> [PROBLEM DESCRIPTION] Please copy the part of the Nina Valley tramping post that begins at the words "Tramping in the Nina" and stops after the words "the Nina Valley.", word for word.

> [PROVIDED PASSAGE]

Sunday, June 3, 2012

Tramping in the Nina Valley

Hmmm, where to begin after such a long break. So much has happened in the last few months. So many stories I've been meaning to tell. Perhaps they will make it here, or perhaps I will just move on to new things. Like our most recent trip into Lewis Pass to visit the Nina Valley.

It is currently early winter here in New Zealand, with snow beginning to dust the mountain tops and cool Southerly winds bringing in cold rain and chilly temperatures. Perfect weather for tramping in the mountains. Especially on a long weekend celebrating the Queen's Diamond Jubilee. So Saturday morning, after waking up we pulled together some food and gear and piled into the car at a leisurely pace, not pulling out of the drive until about 11am. With a 2 hour drive ahead of us, we were hoping for a relatively quick trip up to the hut to arrive before darkness set in.

After a quick stop in Culverden for some pitas and humus, we pulled up at Palmer Lodge, threw on our bags, and headed out to the trail. Because of our mid-afternoon arrival the sun had skirted up the valley sides and was just kissing the tops, glistening on the newly fallen snow there. But the air was clear and the birds were singing, so we headed off happily on our way.

> [SOURCE DATA]
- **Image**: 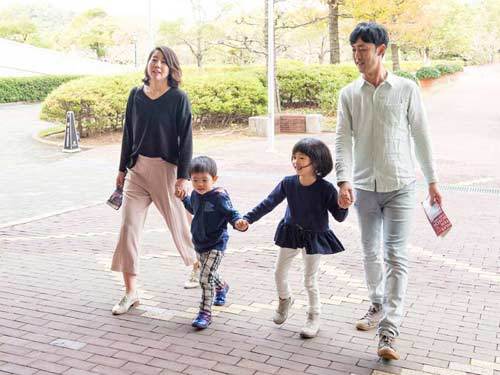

> [TASK OUTPUT]
Tramping in the Nina Valley

Hmmm, where to begin after such a long break. So much has happened in the last few months. So many stories I've been meaning to tell. Perhaps they will make it here, or perhaps I will just move on to new things. Like our most recent trip into Lewis Pass to visit the Nina Valley.